**Exercise brief:** Copy out all of the entries below, swapping "bounding box" for "enclosing rectangle" wherever it occurs and leaving the rest as it stands.

**Records provided:**
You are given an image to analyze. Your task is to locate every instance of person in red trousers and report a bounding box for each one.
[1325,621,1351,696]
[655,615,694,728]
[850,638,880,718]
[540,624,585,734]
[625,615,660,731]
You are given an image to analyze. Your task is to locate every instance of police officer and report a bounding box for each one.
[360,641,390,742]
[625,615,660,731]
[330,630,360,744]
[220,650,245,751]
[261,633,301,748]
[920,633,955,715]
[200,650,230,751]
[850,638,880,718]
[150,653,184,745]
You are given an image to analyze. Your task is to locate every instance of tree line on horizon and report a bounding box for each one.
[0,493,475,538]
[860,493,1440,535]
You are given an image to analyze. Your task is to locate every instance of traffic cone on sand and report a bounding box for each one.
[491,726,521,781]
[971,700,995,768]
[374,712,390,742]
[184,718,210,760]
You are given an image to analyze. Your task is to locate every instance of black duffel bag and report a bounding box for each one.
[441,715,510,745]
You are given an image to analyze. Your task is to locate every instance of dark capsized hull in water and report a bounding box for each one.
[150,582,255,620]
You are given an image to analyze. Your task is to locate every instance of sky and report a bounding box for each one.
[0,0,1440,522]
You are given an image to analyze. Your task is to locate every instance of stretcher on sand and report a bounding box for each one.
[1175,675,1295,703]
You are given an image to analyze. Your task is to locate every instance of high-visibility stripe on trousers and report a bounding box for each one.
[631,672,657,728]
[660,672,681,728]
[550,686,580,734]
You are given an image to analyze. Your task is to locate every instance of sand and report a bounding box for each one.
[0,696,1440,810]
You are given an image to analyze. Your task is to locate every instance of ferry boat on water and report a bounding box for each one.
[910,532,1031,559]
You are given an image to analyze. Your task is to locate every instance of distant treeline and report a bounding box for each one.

**Correct output:**
You are given an image to analyze. Your task is to locate every instance of person in red trousers and report a enclosing rectangle for each one.
[1325,621,1351,696]
[655,615,694,728]
[850,638,880,718]
[540,624,585,734]
[625,615,660,731]
You are given an image to analyze. Your task is to locate every instance of police officer and report a enclosing rectangle for each one.
[360,641,390,742]
[625,615,660,731]
[330,630,360,744]
[220,650,245,751]
[261,633,301,748]
[920,633,955,715]
[200,650,230,751]
[850,638,880,718]
[150,653,184,745]
You are given an image to analyze. Your task is to locate every instance of tree line on horizon and report a enclosing rectangle for each one.
[0,493,475,538]
[860,493,1440,535]
You are given an image to analyze. Your task is to locate every instance of traffic cone on sand and report a enclosing rectangle for each one.
[491,726,521,781]
[971,700,995,768]
[374,712,390,742]
[184,718,210,760]
You are given an image to analyze. Your task is to locate every instance of black duffel bag and report a enclosing rectangle for each one.
[441,715,510,745]
You are given an image to analyze. Your task is to locate every instance of dark capsized hull in water and report a enclosing rectangle for each one.
[150,582,255,620]
You are given an image to analyze. Your task is to locate every instance of sky and report a enclosing rectangle for each one.
[0,0,1440,522]
You are given an image to analyze. Your task is to locate every instance of stretcher on sand and report a enclosing rectangle for each one.
[1175,675,1295,703]
You are given an image to analyze. Your task is to locate every instance of high-visibility stripe on trousers and report a enclosing rectangle for each one.
[631,672,657,728]
[660,672,681,728]
[550,686,580,734]
You are given an image to analyze. Your task is to locate every instance of sand and report a enclosing rectangle for each one.
[0,696,1440,810]
You are given an image to analyze. Your task is to locate every instance of ferry boat on water and report a enclosing rectangle for each one.
[910,532,1031,559]
You are given an image to analyze. Your task is to locate every instance of distant treeline and report a enclosing rectangle for each one.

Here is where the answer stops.